[Start]
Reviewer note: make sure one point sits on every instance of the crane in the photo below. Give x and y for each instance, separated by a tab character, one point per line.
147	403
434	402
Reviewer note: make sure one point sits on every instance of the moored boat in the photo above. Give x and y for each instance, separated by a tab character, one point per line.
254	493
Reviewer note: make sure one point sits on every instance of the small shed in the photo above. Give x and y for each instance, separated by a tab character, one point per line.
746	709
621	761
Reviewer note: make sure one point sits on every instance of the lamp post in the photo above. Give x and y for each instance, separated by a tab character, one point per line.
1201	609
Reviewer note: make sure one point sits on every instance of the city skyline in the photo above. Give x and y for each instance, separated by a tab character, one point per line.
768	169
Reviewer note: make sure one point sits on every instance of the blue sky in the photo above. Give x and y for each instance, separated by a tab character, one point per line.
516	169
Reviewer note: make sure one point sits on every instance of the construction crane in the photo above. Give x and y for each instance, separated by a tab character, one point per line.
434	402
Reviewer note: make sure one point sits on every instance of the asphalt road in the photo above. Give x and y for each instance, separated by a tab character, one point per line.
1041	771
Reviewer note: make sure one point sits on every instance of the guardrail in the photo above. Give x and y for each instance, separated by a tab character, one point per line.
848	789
[End]
Your goal. Write out every one of the records above, character for character.

The reply.
Reviewer note: make sure one point sits on every instance of the crane in the photo below. Give x and y for each instance, separated by a tab character, one point per line.
147	403
434	402
Reviewer note: make sure one point sits on every instance of the moored boat in the photo above. Give x and y for each instance, separated by a tab character, one point per line.
254	493
Reviewer note: make sure one point sits on every instance of the small shed in the photo above. Give x and y for each instance, separated by a tab character, one point per line.
746	709
621	761
Reviewer note: make sure one point sits on every instance of the lamp post in the photo above. Give x and y for each instance, separated by a tab character, one point per line.
1201	609
Reviewer note: make sure one point sits on every instance of the city skyline in the photo above. Give x and y for each instance, separated by a tab character, one point per line.
768	169
Reviewer note: make sure one point sits on every instance of the blue sky in the photo above. Give x and y for each instance, separated by a tab character, one point per line.
516	169
Reviewer note: make sure one point sits on every instance of the construction crane in the photo above. Give x and y for each instance, separated by a tab character, one point per line.
434	402
Reviewer note: make sure one point sits on every instance of the asphalt road in the photo above. Give x and y for each instance, separated by a tab character, one point per line.
1041	771
Reviewer note: make sure one point sits on every instance of the guardrail in the photo above. Give x and y for each instance, separated by a tab character, one point per line.
848	789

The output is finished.